--- What to work on ---
All that is needed is every record, duplicated exactly.

[Collected data]
──────────

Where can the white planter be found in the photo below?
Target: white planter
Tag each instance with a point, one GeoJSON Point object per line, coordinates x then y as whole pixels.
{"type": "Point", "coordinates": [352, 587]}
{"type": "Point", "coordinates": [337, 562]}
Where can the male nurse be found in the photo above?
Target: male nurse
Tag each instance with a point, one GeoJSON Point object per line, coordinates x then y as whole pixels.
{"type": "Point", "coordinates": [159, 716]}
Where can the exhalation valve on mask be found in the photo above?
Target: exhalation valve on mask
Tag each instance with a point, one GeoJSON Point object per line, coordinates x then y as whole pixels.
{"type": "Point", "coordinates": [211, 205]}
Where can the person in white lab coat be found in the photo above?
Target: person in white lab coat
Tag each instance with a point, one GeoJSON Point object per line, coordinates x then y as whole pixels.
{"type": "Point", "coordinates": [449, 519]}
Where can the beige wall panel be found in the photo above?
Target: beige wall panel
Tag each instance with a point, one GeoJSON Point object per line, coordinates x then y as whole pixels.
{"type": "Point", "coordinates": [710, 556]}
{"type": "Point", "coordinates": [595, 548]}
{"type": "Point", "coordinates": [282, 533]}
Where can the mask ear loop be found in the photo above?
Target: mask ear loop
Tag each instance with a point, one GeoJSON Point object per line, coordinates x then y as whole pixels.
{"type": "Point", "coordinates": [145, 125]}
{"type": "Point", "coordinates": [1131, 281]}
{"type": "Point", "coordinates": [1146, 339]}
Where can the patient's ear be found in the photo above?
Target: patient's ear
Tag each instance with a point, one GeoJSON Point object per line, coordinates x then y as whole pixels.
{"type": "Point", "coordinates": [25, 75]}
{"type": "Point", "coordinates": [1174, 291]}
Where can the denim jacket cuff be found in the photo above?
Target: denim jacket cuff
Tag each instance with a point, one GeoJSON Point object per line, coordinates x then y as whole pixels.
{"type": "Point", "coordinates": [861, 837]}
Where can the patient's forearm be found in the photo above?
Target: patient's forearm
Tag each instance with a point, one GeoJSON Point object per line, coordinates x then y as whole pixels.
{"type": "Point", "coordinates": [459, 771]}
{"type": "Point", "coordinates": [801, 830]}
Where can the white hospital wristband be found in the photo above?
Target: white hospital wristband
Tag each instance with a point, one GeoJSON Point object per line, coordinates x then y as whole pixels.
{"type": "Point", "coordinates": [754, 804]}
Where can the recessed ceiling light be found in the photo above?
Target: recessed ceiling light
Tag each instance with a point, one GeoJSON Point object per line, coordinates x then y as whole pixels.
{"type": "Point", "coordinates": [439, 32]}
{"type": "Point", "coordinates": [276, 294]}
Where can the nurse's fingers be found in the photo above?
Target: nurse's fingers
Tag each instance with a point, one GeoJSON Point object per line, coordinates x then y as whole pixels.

──────────

--- Output for this task ---
Where can the white planter be found in the photo below?
Target: white planter
Tag each instance with a point, one GeoJSON Point object per line, coordinates x then y as whole pixels.
{"type": "Point", "coordinates": [352, 587]}
{"type": "Point", "coordinates": [337, 562]}
Where can the male nurse be found in the photo above?
Target: male nurse
Tag each instance with a point, one GeoJSON Point object per line, coordinates x then y as whole pixels.
{"type": "Point", "coordinates": [159, 716]}
Where can the exhalation valve on mask be found in the photo above?
Target: exhalation valve on mask
Tag each instance with a point, one GeoJSON Point object per line, coordinates x then y as whole pixels.
{"type": "Point", "coordinates": [211, 205]}
Where can the person in white lab coat be found in the photo above?
Target: person in white lab coat
Tag each instance with a point, one GeoJSON Point object per line, coordinates x then y as whole pixels.
{"type": "Point", "coordinates": [449, 519]}
Where can the beige wall panel be found in the photo above?
Target: beige wall panel
Tag each instance with a point, one GeoJSON Point object per line, coordinates x then y as whole pixels.
{"type": "Point", "coordinates": [710, 556]}
{"type": "Point", "coordinates": [595, 548]}
{"type": "Point", "coordinates": [282, 533]}
Where can the mask ear loop be found in the photo above?
Target: mask ear loop
Tag each instance with a point, one GeoJSON Point object per line, coordinates x then y as whole pixels.
{"type": "Point", "coordinates": [145, 125]}
{"type": "Point", "coordinates": [1131, 281]}
{"type": "Point", "coordinates": [1146, 339]}
Where can the patient's ear be found in the photo above?
Target: patient's ear
Tag each instance with a point, one GeoJSON Point object per line, coordinates x then y as whole pixels.
{"type": "Point", "coordinates": [25, 75]}
{"type": "Point", "coordinates": [1174, 291]}
Where can the denim jacket cuff be found in the photo above?
Target: denim jacket cuff
Tag each instance with a point, one GeoJSON Point object per line, coordinates x then y as whole pixels.
{"type": "Point", "coordinates": [861, 837]}
Where can the patient's forearm be found in the photo above?
Target: patient's forearm
Tag each instance with a point, one GeoJSON Point object per line, coordinates x then y as whole pixels.
{"type": "Point", "coordinates": [459, 771]}
{"type": "Point", "coordinates": [801, 830]}
Where can the white hospital wristband be found in the photo above?
Target: white hospital wristband
Tag each instance with a point, one GeoJSON Point object per line, coordinates x then y as whole pixels.
{"type": "Point", "coordinates": [754, 804]}
Where can the recessed ceiling light be found in the photo above?
Target: recessed ceiling light
Tag each instance with a point, one GeoJSON Point object per line, coordinates x then y as whole pixels.
{"type": "Point", "coordinates": [439, 32]}
{"type": "Point", "coordinates": [276, 294]}
Where can the nurse's fingers be found in the photo above?
Target: nurse's fingers
Tag each instance with a point, one GeoJSON Point object per line, coordinates x then y as whole pixels.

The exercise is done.